Input material:
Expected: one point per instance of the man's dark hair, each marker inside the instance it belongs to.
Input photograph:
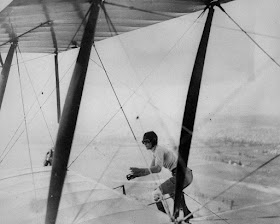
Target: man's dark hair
(150, 136)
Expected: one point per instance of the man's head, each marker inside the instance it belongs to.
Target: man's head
(150, 139)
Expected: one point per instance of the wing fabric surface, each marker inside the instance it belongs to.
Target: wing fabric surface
(47, 26)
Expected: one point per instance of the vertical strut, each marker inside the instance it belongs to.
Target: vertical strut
(6, 70)
(69, 117)
(190, 112)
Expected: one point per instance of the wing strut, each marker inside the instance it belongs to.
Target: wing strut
(6, 71)
(190, 112)
(69, 116)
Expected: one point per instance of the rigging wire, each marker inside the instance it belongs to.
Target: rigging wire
(78, 29)
(27, 136)
(246, 33)
(42, 112)
(106, 73)
(139, 9)
(97, 182)
(31, 118)
(157, 175)
(233, 185)
(29, 31)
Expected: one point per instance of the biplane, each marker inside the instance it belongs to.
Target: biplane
(90, 77)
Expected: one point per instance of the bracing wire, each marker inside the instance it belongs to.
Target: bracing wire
(42, 112)
(233, 185)
(157, 175)
(246, 33)
(97, 182)
(83, 21)
(27, 136)
(5, 150)
(139, 9)
(115, 93)
(134, 91)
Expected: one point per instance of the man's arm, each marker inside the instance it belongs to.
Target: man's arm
(139, 172)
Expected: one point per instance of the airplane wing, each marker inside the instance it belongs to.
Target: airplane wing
(48, 26)
(83, 200)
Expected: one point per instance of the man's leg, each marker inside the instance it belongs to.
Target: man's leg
(186, 211)
(160, 206)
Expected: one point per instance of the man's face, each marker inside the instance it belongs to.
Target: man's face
(148, 144)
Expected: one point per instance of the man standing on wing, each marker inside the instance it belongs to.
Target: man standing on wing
(162, 157)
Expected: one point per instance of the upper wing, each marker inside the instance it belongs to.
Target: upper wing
(47, 26)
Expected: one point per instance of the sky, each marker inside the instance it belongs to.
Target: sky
(150, 69)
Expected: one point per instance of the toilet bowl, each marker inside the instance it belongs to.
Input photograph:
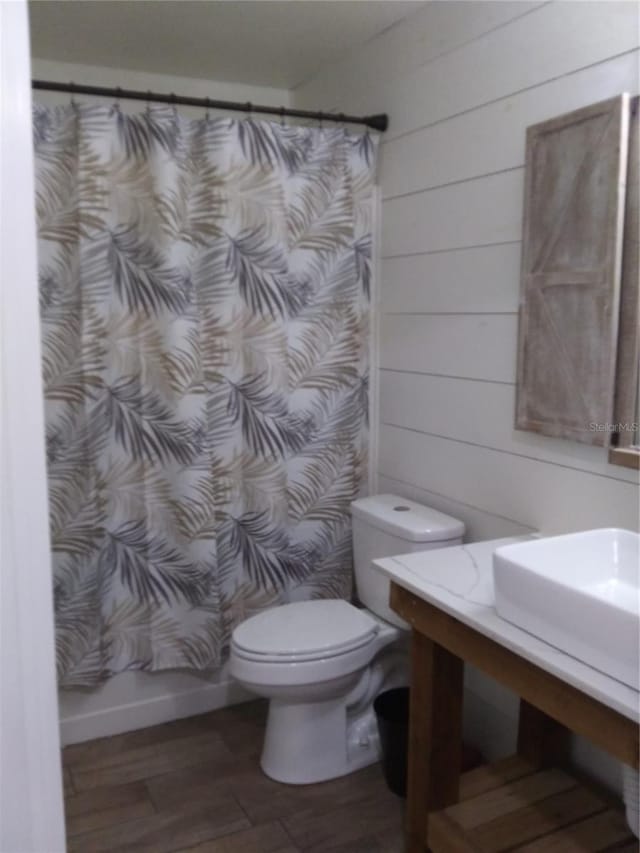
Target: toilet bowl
(321, 663)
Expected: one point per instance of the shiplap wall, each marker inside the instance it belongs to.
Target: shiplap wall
(461, 81)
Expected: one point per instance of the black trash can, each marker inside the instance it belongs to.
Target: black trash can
(392, 713)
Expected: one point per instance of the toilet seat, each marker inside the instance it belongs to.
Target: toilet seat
(304, 631)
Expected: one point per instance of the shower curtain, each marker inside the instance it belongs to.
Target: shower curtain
(204, 289)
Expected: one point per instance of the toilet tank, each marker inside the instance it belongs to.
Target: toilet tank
(385, 526)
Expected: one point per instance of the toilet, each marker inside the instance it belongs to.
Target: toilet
(321, 663)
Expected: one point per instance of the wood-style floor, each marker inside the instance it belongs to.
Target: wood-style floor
(196, 785)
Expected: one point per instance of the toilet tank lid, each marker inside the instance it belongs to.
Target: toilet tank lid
(407, 519)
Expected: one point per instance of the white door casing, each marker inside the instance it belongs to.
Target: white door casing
(31, 807)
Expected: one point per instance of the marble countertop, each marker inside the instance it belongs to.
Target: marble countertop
(459, 580)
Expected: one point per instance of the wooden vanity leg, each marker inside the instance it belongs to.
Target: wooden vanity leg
(541, 739)
(435, 735)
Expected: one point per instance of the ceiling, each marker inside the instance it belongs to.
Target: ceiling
(263, 42)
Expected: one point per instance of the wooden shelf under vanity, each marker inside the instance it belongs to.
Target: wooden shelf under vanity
(512, 805)
(529, 802)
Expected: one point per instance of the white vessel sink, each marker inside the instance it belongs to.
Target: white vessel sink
(579, 593)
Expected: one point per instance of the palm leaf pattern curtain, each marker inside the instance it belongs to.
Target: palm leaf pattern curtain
(204, 291)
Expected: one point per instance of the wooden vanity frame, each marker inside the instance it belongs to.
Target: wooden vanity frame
(549, 709)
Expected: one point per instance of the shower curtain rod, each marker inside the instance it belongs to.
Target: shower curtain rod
(376, 122)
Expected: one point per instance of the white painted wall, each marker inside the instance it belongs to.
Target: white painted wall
(31, 813)
(461, 81)
(137, 699)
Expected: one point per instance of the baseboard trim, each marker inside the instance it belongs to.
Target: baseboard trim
(150, 711)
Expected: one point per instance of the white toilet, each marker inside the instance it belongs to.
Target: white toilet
(322, 663)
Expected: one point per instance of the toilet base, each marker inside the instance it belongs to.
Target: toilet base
(305, 742)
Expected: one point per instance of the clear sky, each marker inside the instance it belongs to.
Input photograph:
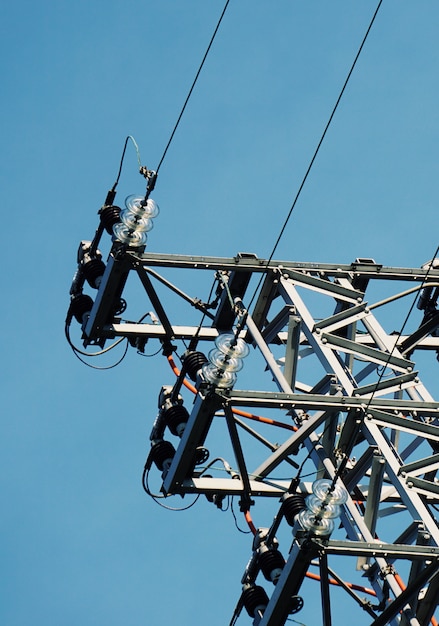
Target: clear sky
(81, 544)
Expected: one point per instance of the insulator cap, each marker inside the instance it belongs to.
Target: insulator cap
(271, 563)
(80, 305)
(291, 507)
(176, 418)
(254, 598)
(110, 215)
(193, 361)
(161, 452)
(93, 272)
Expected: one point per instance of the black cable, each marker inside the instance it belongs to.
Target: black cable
(244, 532)
(192, 87)
(345, 459)
(302, 184)
(156, 496)
(123, 156)
(76, 351)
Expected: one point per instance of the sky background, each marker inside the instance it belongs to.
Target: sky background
(81, 544)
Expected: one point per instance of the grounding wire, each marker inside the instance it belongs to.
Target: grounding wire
(302, 184)
(123, 157)
(192, 87)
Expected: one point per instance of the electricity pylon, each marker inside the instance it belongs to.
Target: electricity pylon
(345, 393)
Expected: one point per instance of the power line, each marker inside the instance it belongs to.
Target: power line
(192, 86)
(302, 184)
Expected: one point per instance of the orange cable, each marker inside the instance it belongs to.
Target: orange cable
(252, 416)
(249, 521)
(247, 515)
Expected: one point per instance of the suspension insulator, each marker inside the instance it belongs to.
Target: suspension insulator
(271, 563)
(162, 454)
(254, 599)
(201, 455)
(176, 418)
(292, 505)
(110, 215)
(80, 306)
(93, 272)
(193, 361)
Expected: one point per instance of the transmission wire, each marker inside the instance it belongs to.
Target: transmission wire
(302, 184)
(192, 87)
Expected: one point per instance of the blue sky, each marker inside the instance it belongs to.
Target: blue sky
(81, 543)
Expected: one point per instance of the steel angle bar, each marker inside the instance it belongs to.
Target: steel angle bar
(252, 263)
(329, 360)
(364, 604)
(343, 318)
(429, 601)
(421, 466)
(289, 583)
(267, 294)
(325, 287)
(157, 331)
(291, 445)
(422, 539)
(373, 498)
(263, 440)
(194, 435)
(268, 356)
(195, 302)
(234, 486)
(425, 329)
(324, 589)
(372, 354)
(311, 402)
(271, 330)
(111, 287)
(237, 449)
(155, 301)
(404, 424)
(292, 350)
(428, 343)
(420, 485)
(363, 464)
(388, 385)
(413, 502)
(404, 598)
(378, 548)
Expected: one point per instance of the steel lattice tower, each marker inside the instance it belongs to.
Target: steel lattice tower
(347, 394)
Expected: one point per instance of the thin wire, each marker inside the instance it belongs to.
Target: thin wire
(244, 532)
(77, 352)
(318, 148)
(192, 87)
(156, 496)
(123, 156)
(344, 461)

The problem: Give an exact copy of the material, leaving out every picture.

Solution to this problem:
Expected: one point per instance of the man's dark hair, each marker inside the instance it belongs to.
Input photograph:
Target: man's dark hair
(150, 136)
Expected: one point per instance of the man's head, each marker inside the instance it belongs to.
Target: man's head
(150, 139)
Expected: one point per instance of the wing fabric surface, each marker inside the instance it belongs to.
Target: wing fabric surface
(47, 26)
Expected: one point per instance of the vertical strut, each marker inside the instance it belongs to.
Target: vertical strut
(6, 70)
(69, 117)
(190, 112)
Expected: one point per instance of the wing strut, each marker inside the instance it belongs to.
Target: wing strut
(6, 71)
(190, 112)
(69, 116)
Expected: one point per instance of the rigging wire, each marker inside the instance it belongs to.
Target: rigging wire
(78, 29)
(27, 136)
(246, 33)
(42, 112)
(106, 73)
(139, 9)
(97, 182)
(31, 118)
(157, 175)
(233, 185)
(29, 31)
Expected: one point per instance of the biplane, each marker inside the instance it belongs to.
Target: biplane
(90, 77)
Expected: one point per instance of the bracing wire, each marker inside the instance it belongs to.
Target: bracing wire
(42, 112)
(233, 185)
(157, 175)
(246, 33)
(97, 182)
(83, 21)
(27, 136)
(5, 150)
(139, 9)
(115, 93)
(134, 91)
Expected: one point per instance of the man's arm, each marker inside the instance it belongs to.
Target: man's arm
(139, 172)
Expected: one point per instance of the airplane wing, each marker inside the instance it belongs to.
Target: airplane wing
(48, 26)
(83, 200)
Expected: one point per instance of the man's leg, each marker inside the instance it belongs to.
Target: man's leg
(186, 211)
(160, 206)
Expected: one point per instance of the man's face, each marker inside the instance it belongs to.
Target: man's face
(148, 144)
Expected: one point per instance of the man standing on wing, each marker inside the instance it belongs to.
Target: man standing on wing
(162, 157)
Expected: one point per instance of the upper wing, each marker inside the instance it belongs to.
Target: upper wing
(47, 26)
Expected: one point per instance of the sky, each marker inside the instance it belongs to.
Target: sky
(150, 69)
Expected: one point per instance of the toilet bowl, each marker inside the instance it belongs to.
Input photograph:
Target: toilet bowl
(321, 663)
Expected: one point per instance of the shiplap wall, each marker inside the instance it belongs to.
Target: shiplap wall
(461, 81)
Expected: one point per instance of the black trash can, each marker inside the instance it belongs to.
Target: black trash can
(392, 713)
Expected: one point per instance of the toilet seat, each marker inside the instance it belongs to.
Target: toilet seat
(304, 631)
Expected: one point per instance of the shower curtain, each marker inside the instance it belongs to.
Target: shower curtain
(204, 289)
Expected: one point per instance of the toilet tank, each marker inside the instance it belongs to.
Target: toilet tank
(385, 526)
Expected: one point per instance of the toilet, each marker inside the instance it belongs to.
Target: toilet
(321, 663)
Expected: one point per instance of the wood-style floor, each marker inside the instance it belongs to.
Target: wood-style floor
(196, 785)
Expected: one point per instance of the toilet tank lid, each marker inside the instance it belongs to.
Target: toilet tank lid
(407, 519)
Expected: one point per instance of the white door casing, each marker inside the instance it belongs to.
Target: white door casing
(31, 807)
Expected: one point per instance of the marble countertop, each marker inside the instance it belongs to.
Target: marble countertop
(459, 580)
Expected: one point per instance of the wooden vanity leg, each marker inside the instance it belongs to.
Target: wooden vanity leg
(541, 739)
(435, 735)
Expected: one point per instance of the ceiling, each marker inside the instance it belongs to.
Target: ceiling
(263, 42)
Expected: one point per instance of the wooden shelf under vanity, each marker inside the instance it belongs to.
Target: wooden shelf under vanity
(512, 805)
(529, 802)
Expected: one point per instance of the white vessel sink, each marker inside the instance it belongs to.
Target: white vessel sink
(579, 593)
Expected: one point per instance of the palm leaf pattern curtain, each marker inside the instance it belongs to.
Target: palm leaf pattern curtain
(204, 291)
Expected: one point per instance of the wooden vanity frame, each marker inside the instance it belongs to.
Target: wooden vanity frame
(549, 709)
Expected: one point per instance of the shower curtain rod, each marker inside the instance it belongs to.
Target: shower curtain rod
(376, 122)
Expected: one point per instance of the white painted wall, each marker inside the instance it belongs to.
Target: white painted wall
(31, 813)
(461, 81)
(137, 699)
Expected: one point per instance of the baseboard trim, each marker inside the instance it belongs to.
Target: baseboard trim
(150, 711)
Expected: one point per instance of the white toilet, each marker inside the instance it belongs to.
Target: white toilet
(322, 663)
Expected: one point per instance of the toilet base, each marker inside the instance it belongs to.
Target: toilet base
(305, 742)
Expected: one point per instance of the clear sky, each marker inside the instance it belongs to.
Input photograph:
Target: clear sky
(81, 544)
Expected: one point per instance of the insulator cap, each marker inside the instance it belongs to.
Target: insulator cap
(271, 563)
(80, 305)
(291, 507)
(176, 418)
(254, 598)
(110, 215)
(193, 361)
(161, 452)
(93, 272)
Expected: one point per instance of the black cable, each marker inside the instance it belongs to.
Target: black cable
(244, 532)
(192, 87)
(345, 459)
(302, 184)
(156, 496)
(123, 156)
(76, 351)
Expected: one point per instance of the sky background, each marker inside the instance it belongs to.
Target: sky background
(81, 544)
Expected: one point per instance of the grounding wire, each marker inside the instance it belongs to.
Target: grounding wire
(302, 184)
(123, 157)
(192, 87)
Expected: one point per instance of the electricity pylon, each marker inside the instance it belongs to.
Target: electricity pylon
(345, 393)
Expected: one point per instance of the power line, each marker inside the instance it belongs to.
Target: power line
(192, 86)
(302, 184)
Expected: one point per instance of the orange cable, each marker inside the instance it belongs to.
Target: orange cable
(252, 416)
(249, 521)
(247, 515)
Expected: one point per instance of the suspension insulator, each marker inside the instance it belongs to.
Target: suspension insulator
(271, 563)
(162, 454)
(254, 599)
(201, 455)
(176, 418)
(292, 505)
(110, 215)
(80, 306)
(93, 272)
(193, 361)
Expected: one point per instance of the transmission wire, each marker inside the instance it belongs to.
Target: transmission wire
(302, 184)
(192, 87)
Expected: one point per instance of the blue sky, each marker inside the instance it belongs to.
Target: blue sky
(81, 543)
Expected: one point per instance of the steel angle bar, each marker inside the instance it belongs to.
Target: steel angle bar
(252, 263)
(329, 360)
(364, 604)
(343, 318)
(429, 601)
(421, 466)
(289, 583)
(267, 294)
(325, 287)
(157, 331)
(291, 445)
(422, 539)
(373, 498)
(263, 440)
(194, 435)
(268, 356)
(195, 302)
(234, 486)
(425, 329)
(324, 589)
(372, 354)
(311, 402)
(271, 330)
(111, 287)
(237, 449)
(155, 301)
(404, 424)
(292, 350)
(428, 343)
(420, 485)
(363, 464)
(388, 385)
(413, 502)
(404, 598)
(378, 548)
Expected: one point per instance of the steel lattice tower, each marker inside the instance it belongs to.
Target: steel lattice tower
(347, 394)
Expected: one point per instance of the thin wire, each marker inside the instance it belongs to.
Target: thin wire
(244, 532)
(77, 352)
(318, 148)
(192, 87)
(156, 496)
(123, 156)
(344, 461)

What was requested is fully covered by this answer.